Content starts

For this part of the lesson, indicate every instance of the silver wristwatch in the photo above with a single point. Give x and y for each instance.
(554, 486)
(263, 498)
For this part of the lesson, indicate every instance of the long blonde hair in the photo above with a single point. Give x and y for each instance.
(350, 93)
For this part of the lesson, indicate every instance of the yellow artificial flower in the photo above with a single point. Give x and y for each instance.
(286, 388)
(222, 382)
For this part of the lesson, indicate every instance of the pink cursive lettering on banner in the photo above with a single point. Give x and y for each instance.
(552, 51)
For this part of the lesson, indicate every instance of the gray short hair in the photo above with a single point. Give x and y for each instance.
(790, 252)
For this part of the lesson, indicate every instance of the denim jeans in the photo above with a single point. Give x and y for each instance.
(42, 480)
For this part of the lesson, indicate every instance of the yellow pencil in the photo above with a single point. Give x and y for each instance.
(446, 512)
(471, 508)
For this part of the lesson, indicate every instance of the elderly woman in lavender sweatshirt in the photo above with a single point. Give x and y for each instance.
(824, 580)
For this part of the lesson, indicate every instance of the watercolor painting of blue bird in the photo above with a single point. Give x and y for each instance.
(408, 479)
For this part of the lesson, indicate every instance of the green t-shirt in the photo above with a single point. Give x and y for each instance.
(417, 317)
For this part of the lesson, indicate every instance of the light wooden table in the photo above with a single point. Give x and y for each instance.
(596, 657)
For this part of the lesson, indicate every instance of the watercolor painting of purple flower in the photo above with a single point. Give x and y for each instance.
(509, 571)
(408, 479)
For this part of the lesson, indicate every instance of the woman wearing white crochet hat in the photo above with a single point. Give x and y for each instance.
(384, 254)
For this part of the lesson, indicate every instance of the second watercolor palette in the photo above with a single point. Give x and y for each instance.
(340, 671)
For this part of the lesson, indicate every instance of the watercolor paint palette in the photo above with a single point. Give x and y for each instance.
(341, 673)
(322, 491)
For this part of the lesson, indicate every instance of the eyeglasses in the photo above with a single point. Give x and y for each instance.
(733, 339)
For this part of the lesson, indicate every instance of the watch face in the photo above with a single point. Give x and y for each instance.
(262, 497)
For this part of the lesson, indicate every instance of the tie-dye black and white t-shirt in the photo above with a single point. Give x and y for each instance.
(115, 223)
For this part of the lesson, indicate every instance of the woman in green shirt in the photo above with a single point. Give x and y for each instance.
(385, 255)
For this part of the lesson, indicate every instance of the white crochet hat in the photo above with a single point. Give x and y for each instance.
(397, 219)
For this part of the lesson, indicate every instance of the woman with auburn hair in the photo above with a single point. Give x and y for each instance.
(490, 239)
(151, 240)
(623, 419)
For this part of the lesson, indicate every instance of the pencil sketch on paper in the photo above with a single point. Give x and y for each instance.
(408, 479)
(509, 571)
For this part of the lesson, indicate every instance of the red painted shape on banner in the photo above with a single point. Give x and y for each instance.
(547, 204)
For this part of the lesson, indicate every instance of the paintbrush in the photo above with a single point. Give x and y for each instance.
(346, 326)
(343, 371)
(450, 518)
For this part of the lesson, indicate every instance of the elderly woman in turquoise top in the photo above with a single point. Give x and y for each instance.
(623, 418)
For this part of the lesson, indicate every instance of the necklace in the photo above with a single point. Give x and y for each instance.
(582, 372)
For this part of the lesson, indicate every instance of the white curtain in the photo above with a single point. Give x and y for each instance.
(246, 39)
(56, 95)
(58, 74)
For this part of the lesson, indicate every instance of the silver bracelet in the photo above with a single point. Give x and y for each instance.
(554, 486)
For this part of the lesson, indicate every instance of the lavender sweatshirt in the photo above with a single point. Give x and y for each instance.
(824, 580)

Content ends

Every entry should be printed again exactly as it stands.

For this part of the lesson, indicate every instance of the silver wristwatch in the photo above with a single point. Give x and y for each instance.
(554, 486)
(263, 498)
For this part of the lesson, indicate every instance of the long blonde hair in the photo above with a single point. Give x and y for each instance.
(350, 93)
For this part of the lesson, indicate every instance of the yellow artificial flower in the photo above with a single point. Give x and y for each instance.
(286, 388)
(222, 382)
For this part of the lesson, indicate every instance of the pink cursive lettering on banner in the photo above with a single point. Give x and y for each instance.
(552, 51)
For this part of the lesson, indicate every instance of the gray short hair in the photo above with a single point. Give x and y for each instance.
(790, 252)
For this part of the lesson, indicate every instance of the denim jeans in the photo above with a single point. Give x and y for each instance.
(42, 480)
For this part of the lesson, indicate every instance of the yellow pencil in the photo above with a single point. Give x and y for each instance.
(446, 512)
(471, 508)
For this part of the lesson, indicate every instance of the elderly woman in lavender sweatshirt in the photo above with a single point. Give x and y for each instance.
(824, 580)
For this part of the lesson, indicate every instance of the watercolor painting of blue bird in the photo above with a single point. Give x and y for each instance.
(408, 479)
For this part of the lesson, indicate every instance of the green t-shirt in the photo above with a single point. Give x and y for each instance.
(417, 317)
For this part of the lesson, indicate every instance of the light wooden table in the photo above with a single point. Give x and y for each instance.
(596, 657)
For this part of the lesson, indicate every instance of the watercolor painting of purple flower in the photo above with a single point. Give x and y for each instance.
(509, 571)
(408, 479)
For this part of the lesson, indicate every instance of the woman wearing white crochet hat in the photo above with a single point. Give x and y for each instance.
(384, 254)
For this part of the lesson, indicate every instance of the second watercolor palette in the photo above with a single point. Give x and y for each instance.
(340, 671)
For this part of the lesson, indicate every instance of the watercolor paint palette in the photo above with a single point. Give x and y for each instance.
(341, 673)
(322, 491)
For this part of the lesson, indicate every instance of the eyeglasses in the photo above with a single point. Give x and y for each instance.
(733, 339)
For this part of the lesson, indicate every instance of the watch face in the photo above with a single point. Give x and y for each instance.
(262, 497)
For this part of the lesson, indicate every instance of the tie-dye black and white t-shirt in the photo above with a single point. Give x and y for each instance.
(115, 223)
For this part of the lesson, indicate every instance of the woman in green shirt in the photo above with a single point. Give x and y for each instance.
(385, 255)
For this part of the lesson, indicate every instance of the white crochet hat in the photo above with a single point. Give x and y for each instance.
(397, 219)
For this part of the lesson, indicate every instance of the woman with auburn hair in the photo above with a single point. Give x and y for each instance.
(490, 239)
(151, 240)
(623, 419)
For this part of the lesson, indicate every instance of the pencil sketch on paper in the photo above with a single point. Give x and y for each instance.
(408, 479)
(509, 571)
For this part of the lesson, indicate every instance of the red painted shape on banner in the photo above with a single point. Give x and y for each instance.
(547, 204)
For this part of the lesson, indicate every instance of the paintbrush in the photo above with a single point. Give x and y for each instance.
(346, 326)
(343, 371)
(450, 518)
For this part of the lesson, indicate every instance of the elderly woman in turquoise top in the photo above with a single point. Give x and y for each instance.
(623, 418)
For this part of the lesson, indicate every instance of the necklace in the photo above with a single point. Give x and y for each instance.
(582, 372)
For this part of the lesson, indicate every instance of the white curtain in the photo above with a single point. Give x and y for each instance.
(246, 39)
(56, 95)
(58, 74)
For this part of the lesson, indicate every instance of the silver bracelet in the photo above with a single point. Give x and y for each instance.
(554, 486)
For this part of the lesson, indicate every instance of the lavender sweatshirt in the photo above with a single point. Give x and y for each instance.
(824, 580)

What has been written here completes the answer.